-- What the task requires --
Reproduce the material below verbatim, from its opening line through the line containing "positive clicks: (2418, 755)", including that line. Leave the picture out of your copy.

-- Raw data --
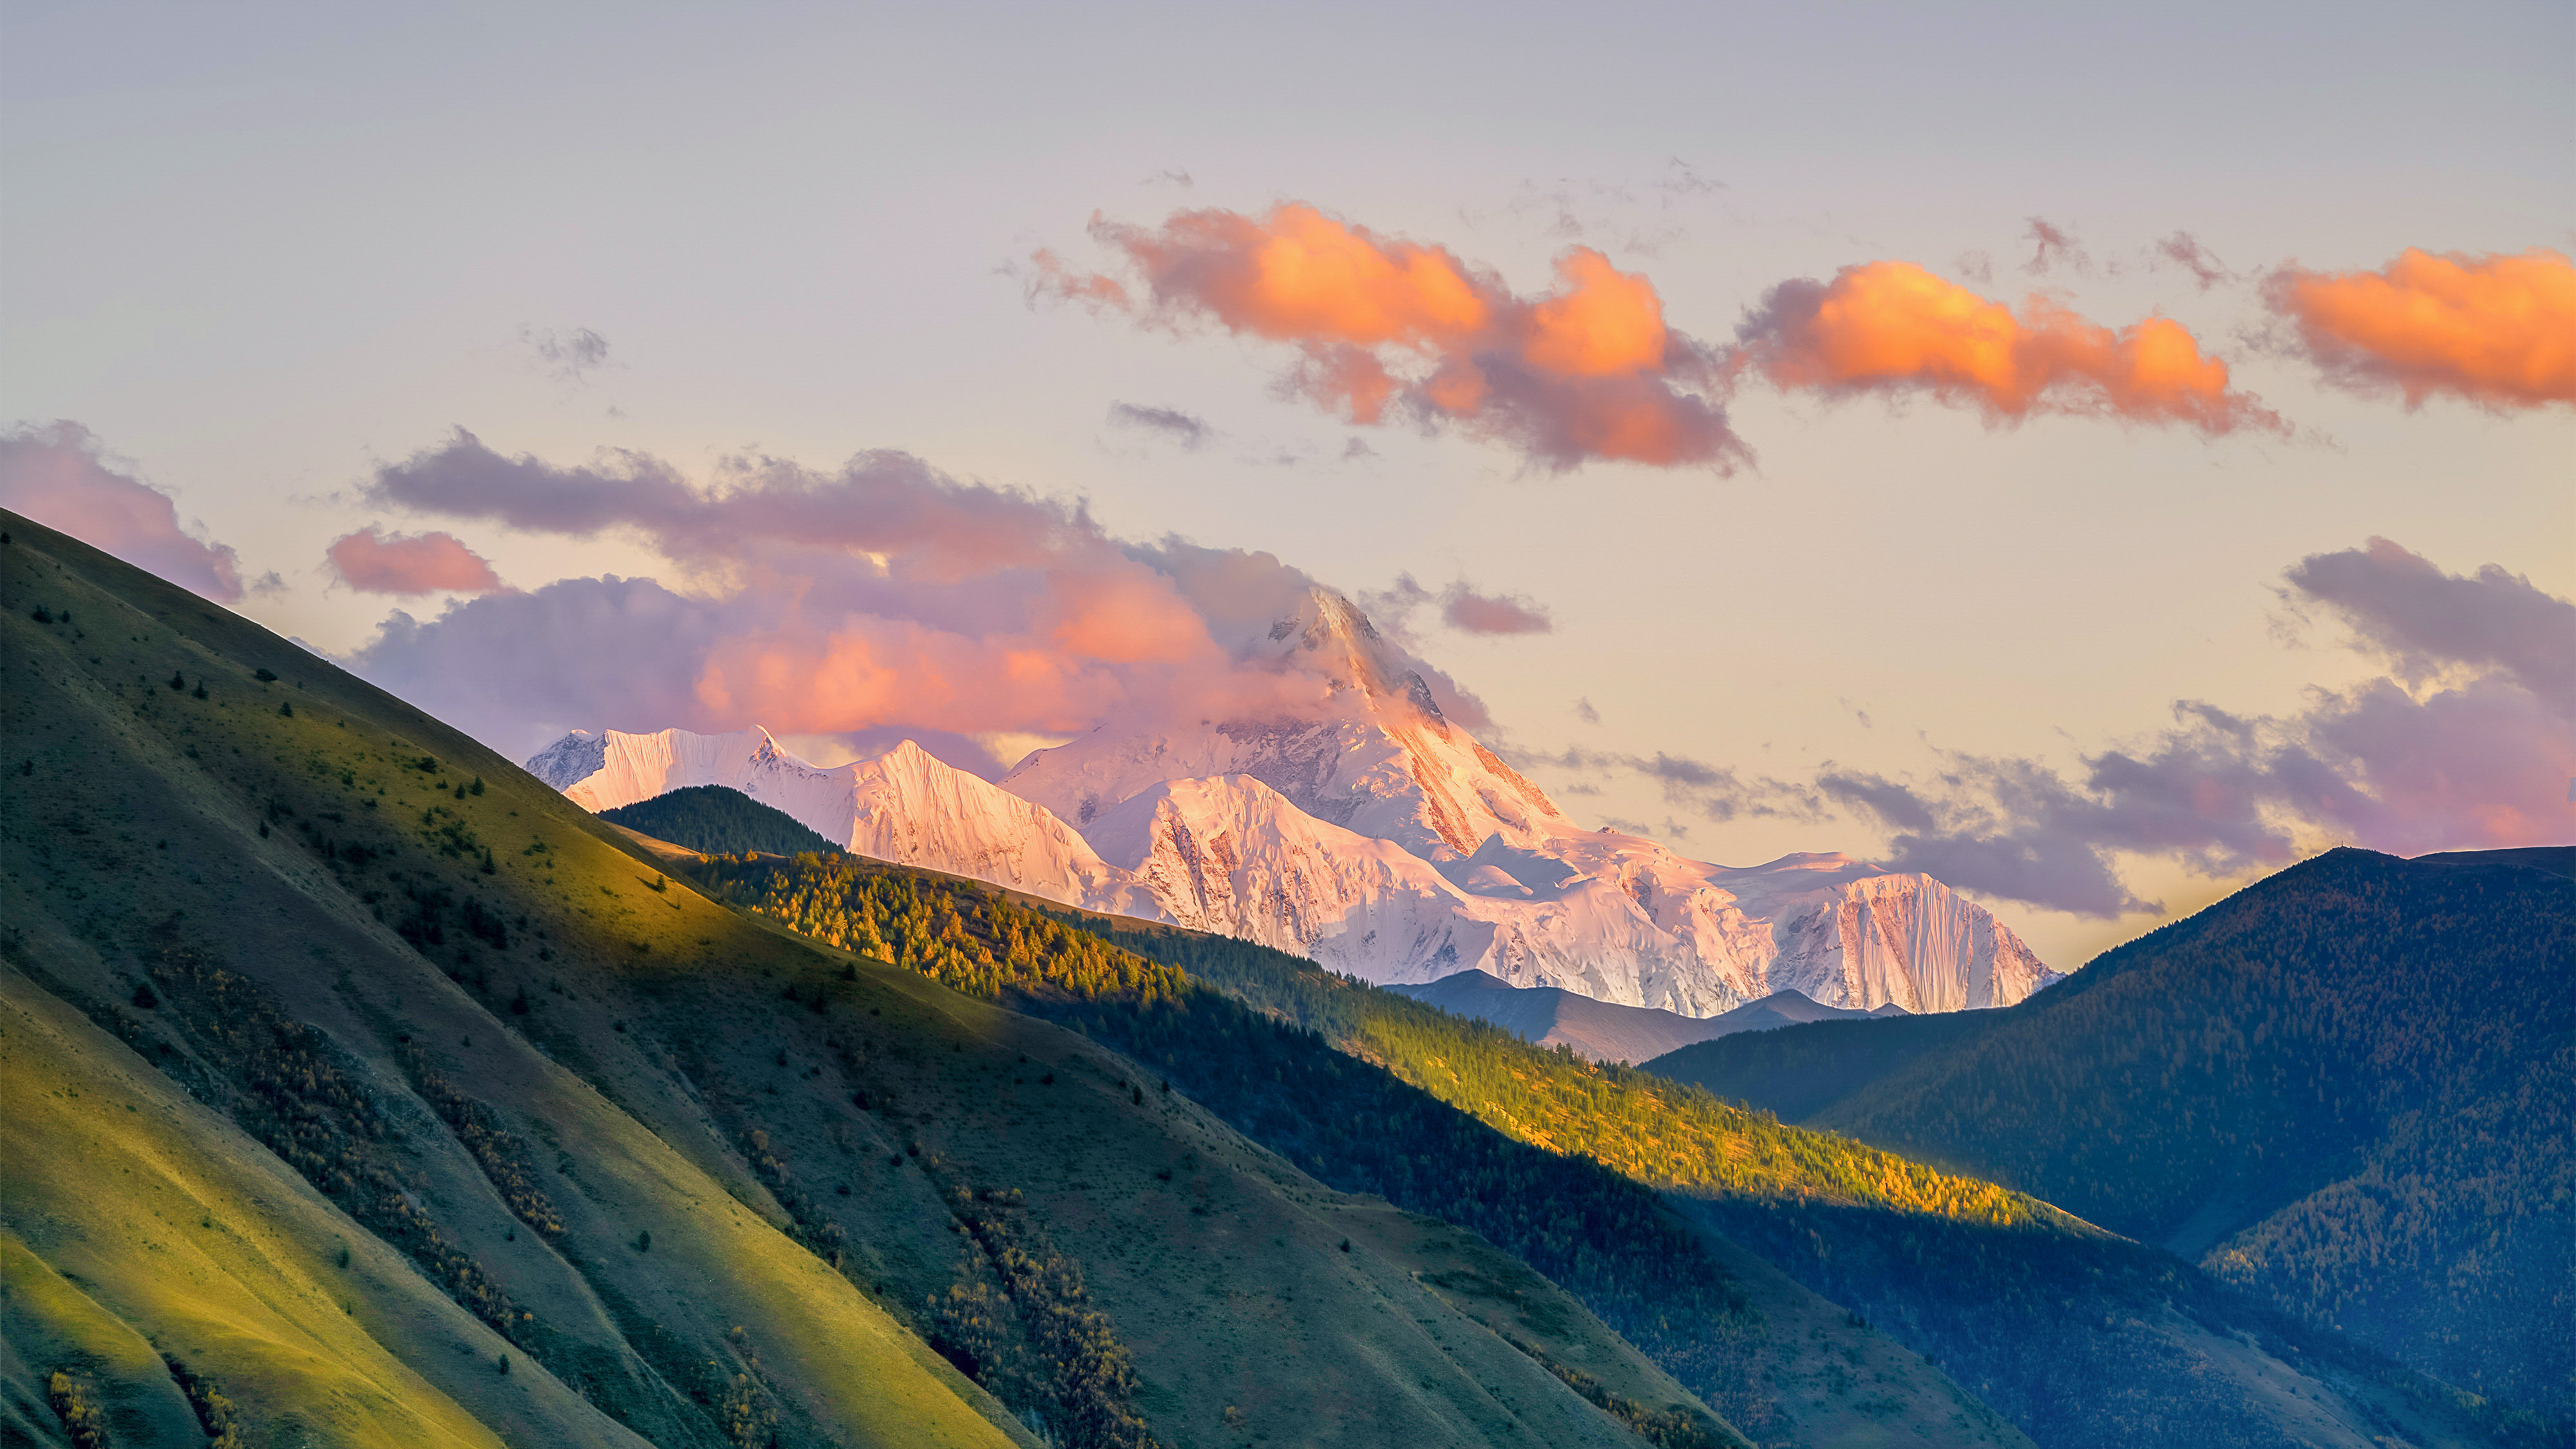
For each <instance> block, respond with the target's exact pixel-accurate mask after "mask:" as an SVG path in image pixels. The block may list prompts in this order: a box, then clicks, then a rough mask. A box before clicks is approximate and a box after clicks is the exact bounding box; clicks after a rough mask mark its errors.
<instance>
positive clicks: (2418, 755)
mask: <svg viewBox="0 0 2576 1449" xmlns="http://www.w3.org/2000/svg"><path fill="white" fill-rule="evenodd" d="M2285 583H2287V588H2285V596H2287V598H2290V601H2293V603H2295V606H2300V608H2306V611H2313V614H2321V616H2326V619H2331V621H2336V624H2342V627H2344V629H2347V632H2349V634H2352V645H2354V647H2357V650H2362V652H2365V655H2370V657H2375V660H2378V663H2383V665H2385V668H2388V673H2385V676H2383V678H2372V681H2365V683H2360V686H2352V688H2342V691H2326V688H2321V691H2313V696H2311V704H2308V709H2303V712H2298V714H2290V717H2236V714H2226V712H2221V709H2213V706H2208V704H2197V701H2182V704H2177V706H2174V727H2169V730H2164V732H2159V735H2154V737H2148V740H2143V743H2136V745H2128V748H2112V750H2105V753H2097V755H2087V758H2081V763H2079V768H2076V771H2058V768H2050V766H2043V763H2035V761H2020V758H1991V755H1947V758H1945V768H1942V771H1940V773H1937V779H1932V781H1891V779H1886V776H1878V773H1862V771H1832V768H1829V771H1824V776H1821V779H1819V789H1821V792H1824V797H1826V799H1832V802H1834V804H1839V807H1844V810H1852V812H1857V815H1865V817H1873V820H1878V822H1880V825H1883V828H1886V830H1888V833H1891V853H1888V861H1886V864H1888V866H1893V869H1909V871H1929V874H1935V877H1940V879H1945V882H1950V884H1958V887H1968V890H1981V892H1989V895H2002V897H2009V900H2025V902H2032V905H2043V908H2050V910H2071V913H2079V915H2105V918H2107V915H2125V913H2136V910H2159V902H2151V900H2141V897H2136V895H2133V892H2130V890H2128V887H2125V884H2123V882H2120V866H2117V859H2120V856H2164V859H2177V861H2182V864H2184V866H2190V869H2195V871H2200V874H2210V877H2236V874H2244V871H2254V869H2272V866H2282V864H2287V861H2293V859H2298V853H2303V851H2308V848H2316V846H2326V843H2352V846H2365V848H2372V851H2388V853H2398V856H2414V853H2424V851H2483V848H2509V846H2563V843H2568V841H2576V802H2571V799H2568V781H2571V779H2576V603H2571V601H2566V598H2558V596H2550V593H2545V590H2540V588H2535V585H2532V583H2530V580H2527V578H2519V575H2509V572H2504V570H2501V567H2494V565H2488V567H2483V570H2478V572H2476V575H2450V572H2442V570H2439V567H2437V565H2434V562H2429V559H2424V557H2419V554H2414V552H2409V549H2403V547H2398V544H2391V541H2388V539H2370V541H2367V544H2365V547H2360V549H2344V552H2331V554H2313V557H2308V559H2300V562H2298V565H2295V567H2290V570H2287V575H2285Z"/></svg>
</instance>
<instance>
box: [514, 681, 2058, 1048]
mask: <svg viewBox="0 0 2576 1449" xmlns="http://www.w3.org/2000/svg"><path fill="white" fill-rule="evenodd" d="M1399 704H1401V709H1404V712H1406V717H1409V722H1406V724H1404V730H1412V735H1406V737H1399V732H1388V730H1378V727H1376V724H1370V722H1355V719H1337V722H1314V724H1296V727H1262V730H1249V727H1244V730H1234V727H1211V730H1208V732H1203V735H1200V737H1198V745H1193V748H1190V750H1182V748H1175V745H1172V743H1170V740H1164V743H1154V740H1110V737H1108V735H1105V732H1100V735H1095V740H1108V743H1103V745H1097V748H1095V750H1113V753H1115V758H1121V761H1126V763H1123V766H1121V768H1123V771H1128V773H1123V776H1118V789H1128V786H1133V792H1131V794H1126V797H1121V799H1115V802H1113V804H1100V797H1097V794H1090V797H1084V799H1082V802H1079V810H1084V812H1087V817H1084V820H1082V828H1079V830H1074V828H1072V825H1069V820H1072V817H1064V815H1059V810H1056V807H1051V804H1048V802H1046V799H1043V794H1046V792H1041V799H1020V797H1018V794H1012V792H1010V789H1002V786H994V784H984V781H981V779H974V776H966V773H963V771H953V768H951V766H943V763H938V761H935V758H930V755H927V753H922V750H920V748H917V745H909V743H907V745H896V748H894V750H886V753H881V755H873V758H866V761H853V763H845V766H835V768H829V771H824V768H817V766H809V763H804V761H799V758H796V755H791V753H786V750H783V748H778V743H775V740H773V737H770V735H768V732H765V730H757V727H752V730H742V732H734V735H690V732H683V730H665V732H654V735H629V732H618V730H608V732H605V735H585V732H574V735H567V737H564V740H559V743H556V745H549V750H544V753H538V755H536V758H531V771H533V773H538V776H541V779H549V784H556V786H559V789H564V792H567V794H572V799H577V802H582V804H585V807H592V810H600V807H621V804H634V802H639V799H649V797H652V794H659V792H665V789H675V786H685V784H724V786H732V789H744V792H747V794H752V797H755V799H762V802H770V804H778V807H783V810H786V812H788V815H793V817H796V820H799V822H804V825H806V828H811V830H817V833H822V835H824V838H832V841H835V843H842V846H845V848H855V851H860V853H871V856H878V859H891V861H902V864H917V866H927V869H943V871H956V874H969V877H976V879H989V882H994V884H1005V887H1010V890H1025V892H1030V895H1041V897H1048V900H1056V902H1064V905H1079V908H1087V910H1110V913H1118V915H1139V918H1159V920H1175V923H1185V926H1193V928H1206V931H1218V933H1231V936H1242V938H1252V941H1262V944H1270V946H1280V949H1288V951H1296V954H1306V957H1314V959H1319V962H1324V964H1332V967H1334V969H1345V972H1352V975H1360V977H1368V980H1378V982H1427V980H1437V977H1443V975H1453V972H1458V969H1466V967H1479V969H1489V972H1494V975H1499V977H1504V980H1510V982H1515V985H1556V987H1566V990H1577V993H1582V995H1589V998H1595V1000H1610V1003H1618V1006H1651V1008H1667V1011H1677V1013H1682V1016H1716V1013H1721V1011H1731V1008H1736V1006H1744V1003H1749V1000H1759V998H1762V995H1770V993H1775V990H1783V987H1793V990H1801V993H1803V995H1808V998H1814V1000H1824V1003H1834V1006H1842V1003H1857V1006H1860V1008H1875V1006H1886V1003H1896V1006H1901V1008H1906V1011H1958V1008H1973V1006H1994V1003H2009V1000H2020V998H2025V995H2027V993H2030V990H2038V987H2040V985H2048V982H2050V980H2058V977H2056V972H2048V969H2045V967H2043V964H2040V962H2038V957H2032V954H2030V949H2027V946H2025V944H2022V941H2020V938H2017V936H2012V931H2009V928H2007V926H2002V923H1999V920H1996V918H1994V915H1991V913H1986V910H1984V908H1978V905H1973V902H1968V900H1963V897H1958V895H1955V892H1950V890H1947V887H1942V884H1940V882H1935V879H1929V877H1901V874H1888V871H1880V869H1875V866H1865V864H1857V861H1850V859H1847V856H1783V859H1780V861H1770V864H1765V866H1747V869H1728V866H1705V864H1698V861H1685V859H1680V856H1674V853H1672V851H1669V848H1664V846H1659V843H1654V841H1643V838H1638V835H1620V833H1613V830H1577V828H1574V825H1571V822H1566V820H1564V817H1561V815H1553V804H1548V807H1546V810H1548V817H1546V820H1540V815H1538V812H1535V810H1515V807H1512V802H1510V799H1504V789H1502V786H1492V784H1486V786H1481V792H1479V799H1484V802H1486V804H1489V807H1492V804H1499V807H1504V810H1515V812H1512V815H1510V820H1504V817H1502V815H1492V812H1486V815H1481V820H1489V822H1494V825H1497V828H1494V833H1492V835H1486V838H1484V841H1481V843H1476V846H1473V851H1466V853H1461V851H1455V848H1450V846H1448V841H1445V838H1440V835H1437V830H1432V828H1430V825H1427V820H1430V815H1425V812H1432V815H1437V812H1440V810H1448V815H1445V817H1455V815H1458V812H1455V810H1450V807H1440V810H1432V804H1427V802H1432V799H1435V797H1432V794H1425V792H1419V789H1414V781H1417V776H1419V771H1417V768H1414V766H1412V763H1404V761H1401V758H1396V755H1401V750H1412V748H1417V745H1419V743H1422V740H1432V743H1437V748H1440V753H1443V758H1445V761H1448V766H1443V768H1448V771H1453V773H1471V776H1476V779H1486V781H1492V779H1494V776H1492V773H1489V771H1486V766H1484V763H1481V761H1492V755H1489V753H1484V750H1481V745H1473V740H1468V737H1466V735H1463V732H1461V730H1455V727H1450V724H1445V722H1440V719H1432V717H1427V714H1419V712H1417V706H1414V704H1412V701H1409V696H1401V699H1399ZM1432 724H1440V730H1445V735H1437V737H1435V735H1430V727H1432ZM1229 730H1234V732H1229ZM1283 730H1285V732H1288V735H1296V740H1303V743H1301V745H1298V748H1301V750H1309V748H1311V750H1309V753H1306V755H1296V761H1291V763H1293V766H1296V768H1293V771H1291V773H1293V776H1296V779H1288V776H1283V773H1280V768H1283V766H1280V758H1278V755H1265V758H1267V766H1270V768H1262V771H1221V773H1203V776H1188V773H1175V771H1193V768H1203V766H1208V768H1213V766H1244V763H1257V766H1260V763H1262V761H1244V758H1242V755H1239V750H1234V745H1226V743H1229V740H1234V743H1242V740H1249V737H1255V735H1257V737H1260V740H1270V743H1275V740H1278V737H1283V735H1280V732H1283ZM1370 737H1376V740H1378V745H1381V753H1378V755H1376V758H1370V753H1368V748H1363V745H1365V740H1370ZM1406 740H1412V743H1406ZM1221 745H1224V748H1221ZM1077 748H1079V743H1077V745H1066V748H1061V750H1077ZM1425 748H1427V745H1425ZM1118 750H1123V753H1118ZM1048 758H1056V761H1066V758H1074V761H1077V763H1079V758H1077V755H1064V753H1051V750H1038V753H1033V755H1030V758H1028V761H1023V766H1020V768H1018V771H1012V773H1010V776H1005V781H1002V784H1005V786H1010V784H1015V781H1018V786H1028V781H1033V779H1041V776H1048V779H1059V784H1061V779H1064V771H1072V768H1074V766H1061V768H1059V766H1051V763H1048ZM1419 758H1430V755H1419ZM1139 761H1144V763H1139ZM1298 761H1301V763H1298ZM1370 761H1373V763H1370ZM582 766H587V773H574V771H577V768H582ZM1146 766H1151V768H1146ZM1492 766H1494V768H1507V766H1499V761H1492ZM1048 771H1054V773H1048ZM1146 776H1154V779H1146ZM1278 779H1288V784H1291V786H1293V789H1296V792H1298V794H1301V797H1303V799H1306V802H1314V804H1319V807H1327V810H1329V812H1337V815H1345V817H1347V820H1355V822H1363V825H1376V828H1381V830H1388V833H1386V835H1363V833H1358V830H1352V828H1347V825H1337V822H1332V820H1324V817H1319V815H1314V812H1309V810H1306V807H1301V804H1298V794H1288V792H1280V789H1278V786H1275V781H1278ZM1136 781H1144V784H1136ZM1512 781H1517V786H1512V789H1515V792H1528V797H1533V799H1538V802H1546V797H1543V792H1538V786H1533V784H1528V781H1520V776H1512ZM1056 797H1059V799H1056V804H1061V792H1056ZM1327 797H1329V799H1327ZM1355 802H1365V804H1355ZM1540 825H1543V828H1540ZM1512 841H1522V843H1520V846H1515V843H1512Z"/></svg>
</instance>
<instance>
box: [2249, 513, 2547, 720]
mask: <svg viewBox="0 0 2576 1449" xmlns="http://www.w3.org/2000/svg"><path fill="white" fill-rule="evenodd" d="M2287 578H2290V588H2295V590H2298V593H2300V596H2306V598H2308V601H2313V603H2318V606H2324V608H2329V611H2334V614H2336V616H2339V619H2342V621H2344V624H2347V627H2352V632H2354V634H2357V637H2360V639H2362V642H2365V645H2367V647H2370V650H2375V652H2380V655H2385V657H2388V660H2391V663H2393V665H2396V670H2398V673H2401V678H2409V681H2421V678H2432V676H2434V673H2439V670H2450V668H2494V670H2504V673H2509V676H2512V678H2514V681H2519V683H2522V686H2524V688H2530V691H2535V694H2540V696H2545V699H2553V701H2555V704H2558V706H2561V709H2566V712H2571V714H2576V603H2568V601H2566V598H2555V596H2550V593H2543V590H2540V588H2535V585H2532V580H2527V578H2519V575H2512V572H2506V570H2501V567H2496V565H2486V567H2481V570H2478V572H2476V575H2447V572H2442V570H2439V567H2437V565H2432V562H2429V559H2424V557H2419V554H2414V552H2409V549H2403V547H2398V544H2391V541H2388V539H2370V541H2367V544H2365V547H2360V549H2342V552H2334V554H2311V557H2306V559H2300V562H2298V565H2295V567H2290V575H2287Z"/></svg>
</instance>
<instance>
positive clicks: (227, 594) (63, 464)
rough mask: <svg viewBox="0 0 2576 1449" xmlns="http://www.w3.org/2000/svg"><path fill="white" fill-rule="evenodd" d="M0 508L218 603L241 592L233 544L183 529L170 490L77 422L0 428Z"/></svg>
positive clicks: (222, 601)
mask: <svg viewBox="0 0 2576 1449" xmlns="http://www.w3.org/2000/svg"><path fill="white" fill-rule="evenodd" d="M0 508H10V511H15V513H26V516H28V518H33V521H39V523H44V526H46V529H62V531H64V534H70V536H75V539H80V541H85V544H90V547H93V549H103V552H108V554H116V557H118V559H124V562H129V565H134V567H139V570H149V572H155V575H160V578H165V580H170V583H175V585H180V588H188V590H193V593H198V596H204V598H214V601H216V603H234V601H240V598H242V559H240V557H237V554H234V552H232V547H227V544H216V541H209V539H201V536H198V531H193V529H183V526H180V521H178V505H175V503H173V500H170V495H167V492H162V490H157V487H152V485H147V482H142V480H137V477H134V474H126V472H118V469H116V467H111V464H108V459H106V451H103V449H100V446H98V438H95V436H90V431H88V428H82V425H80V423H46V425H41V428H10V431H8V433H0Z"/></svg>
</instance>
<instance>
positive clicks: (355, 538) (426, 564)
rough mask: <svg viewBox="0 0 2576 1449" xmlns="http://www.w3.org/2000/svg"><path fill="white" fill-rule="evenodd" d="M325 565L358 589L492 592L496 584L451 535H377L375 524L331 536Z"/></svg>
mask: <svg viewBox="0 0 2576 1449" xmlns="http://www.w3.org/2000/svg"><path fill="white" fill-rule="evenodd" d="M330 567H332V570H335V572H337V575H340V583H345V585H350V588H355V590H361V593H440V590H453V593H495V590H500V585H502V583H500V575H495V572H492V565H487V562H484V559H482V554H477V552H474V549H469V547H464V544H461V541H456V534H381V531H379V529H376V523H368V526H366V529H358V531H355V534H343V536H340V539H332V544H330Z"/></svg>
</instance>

-- Result below --
For each <instance> block, respond with the target's exact pixel-accurate mask after "mask:" as an SVG path in image pixels. The block may list prompts in this order: a box, then clicks, then a rough mask. A box before clicks is approximate and a box after clicks is the exact bounding box; clicks after a rough mask mark its errors.
<instance>
positive clicks: (2418, 755)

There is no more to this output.